SELECTED PASSAGE:
▬▬▬

In the European Union, European standard EN 143 defines the 'P' classes of particle filters that can be attached to a face mask, while European standard EN 149 defines classes of "filtering half masks" or "filtering facepieces", usually called FFP masks.

According to 3M, the filtering media in respirators made according to the following standards are similar to U.S. N95 or European FFP2 respirators, however, the construction of the respirators themselves, such as providing a proper seal to the face, varies considerably. (For example, US NIOSH-approved respirators never include earloops because they don't provide enough support to establish a reliable, airtight seal.) Those standards include the Chinese KN95, Australian / New Zealand P2, Korean 1st Class also referred to as KF94, and Japanese DS.

Chemical cartridge

Chemical cartridge respirators use a cartridge to remove gases, volatile organic compounds (VOCs), and other vapors from breathing air by adsorption, absorption, or chemisorption.  A typical organic vapor respirator cartridge is a metal or plastic case containing from 25 to 40 grams of sorption media such as activated charcoal or certain resins.  The service life of the cartridge varies based, among other variables, on the carbon weight and molecular weight of the vapor and the cartridge media, the concentration of vapor in the atmosphere, the relative humidity of the atmosphere, and the breathing rate of the respirator wearer.  When filter cartridges become saturated or particulate accumulation within them begins to restrict air flow, they must be changed.

▬▬▬

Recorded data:

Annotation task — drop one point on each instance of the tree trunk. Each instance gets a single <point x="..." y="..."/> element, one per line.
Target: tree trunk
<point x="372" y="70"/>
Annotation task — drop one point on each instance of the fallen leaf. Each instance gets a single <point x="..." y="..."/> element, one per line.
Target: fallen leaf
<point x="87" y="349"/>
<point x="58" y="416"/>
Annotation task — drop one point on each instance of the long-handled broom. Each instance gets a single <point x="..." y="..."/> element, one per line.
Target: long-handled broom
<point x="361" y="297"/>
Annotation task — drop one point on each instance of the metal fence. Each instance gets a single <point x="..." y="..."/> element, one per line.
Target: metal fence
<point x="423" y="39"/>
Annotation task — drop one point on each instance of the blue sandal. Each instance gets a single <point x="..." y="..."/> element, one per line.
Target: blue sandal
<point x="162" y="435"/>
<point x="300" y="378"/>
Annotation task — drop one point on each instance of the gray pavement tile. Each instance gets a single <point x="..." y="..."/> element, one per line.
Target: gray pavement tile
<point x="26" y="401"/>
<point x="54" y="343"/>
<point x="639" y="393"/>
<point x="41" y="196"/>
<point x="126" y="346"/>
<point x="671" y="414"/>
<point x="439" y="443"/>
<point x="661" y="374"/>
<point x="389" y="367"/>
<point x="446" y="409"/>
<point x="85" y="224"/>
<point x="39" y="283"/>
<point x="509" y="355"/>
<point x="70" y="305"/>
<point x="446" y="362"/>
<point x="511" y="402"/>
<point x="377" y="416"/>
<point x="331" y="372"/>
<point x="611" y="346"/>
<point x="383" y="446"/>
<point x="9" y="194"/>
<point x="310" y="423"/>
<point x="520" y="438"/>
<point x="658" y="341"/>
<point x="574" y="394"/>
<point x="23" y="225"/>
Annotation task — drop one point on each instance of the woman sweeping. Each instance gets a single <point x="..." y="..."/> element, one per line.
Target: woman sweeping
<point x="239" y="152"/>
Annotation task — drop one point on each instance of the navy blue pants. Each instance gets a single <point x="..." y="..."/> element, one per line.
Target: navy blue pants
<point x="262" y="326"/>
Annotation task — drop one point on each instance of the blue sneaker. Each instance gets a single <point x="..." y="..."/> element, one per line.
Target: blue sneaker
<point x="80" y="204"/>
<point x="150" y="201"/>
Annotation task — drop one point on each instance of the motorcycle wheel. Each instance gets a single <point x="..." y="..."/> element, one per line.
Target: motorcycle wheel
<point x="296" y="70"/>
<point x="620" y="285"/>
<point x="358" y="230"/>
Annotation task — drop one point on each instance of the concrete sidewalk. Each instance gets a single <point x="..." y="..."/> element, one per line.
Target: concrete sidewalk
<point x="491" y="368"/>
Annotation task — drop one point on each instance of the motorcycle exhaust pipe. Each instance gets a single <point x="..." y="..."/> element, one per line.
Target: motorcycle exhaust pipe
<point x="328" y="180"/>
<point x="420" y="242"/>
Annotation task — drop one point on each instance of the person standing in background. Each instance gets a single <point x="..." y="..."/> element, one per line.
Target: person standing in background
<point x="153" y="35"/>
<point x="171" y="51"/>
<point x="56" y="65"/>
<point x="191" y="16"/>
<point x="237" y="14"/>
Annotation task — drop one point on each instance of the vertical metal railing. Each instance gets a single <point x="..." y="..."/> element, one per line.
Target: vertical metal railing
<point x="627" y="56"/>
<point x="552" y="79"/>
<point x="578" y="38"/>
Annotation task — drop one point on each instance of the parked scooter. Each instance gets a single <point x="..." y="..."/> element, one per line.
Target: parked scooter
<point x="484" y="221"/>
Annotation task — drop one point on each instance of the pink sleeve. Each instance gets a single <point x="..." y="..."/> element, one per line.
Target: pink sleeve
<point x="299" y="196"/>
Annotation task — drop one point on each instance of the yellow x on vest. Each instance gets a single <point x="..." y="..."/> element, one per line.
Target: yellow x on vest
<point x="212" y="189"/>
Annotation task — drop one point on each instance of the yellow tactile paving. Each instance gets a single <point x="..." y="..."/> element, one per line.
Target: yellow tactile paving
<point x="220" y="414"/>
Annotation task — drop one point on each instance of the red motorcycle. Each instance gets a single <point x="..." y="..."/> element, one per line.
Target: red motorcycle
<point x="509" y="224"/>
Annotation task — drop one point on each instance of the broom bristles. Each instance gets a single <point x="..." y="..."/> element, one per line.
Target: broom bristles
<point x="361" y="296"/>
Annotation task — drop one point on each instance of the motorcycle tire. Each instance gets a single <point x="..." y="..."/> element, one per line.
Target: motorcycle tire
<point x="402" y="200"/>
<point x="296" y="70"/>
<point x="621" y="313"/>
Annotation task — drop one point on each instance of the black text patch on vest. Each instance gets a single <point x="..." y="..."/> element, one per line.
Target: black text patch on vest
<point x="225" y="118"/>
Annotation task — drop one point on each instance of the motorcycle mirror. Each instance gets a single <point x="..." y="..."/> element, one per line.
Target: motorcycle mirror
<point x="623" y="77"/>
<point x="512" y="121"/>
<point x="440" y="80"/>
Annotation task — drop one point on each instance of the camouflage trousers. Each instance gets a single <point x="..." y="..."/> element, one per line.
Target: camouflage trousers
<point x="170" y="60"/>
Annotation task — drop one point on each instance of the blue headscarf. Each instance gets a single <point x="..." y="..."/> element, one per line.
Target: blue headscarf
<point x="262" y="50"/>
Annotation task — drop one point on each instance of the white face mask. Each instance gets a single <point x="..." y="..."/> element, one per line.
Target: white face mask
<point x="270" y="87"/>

▬▬▬

EXERCISE DIRECTIONS:
In the passage on respirator standards above, rewrite the part from "In the European" up to and including "called FFP masks.", replacing "particle filters" with "particulate filters".

SOLUTION TO THIS TASK:
In the European Union, European standard EN 143 defines the 'P' classes of particulate filters that can be attached to a face mask, while European standard EN 149 defines classes of "filtering half masks" or "filtering facepieces", usually called FFP masks.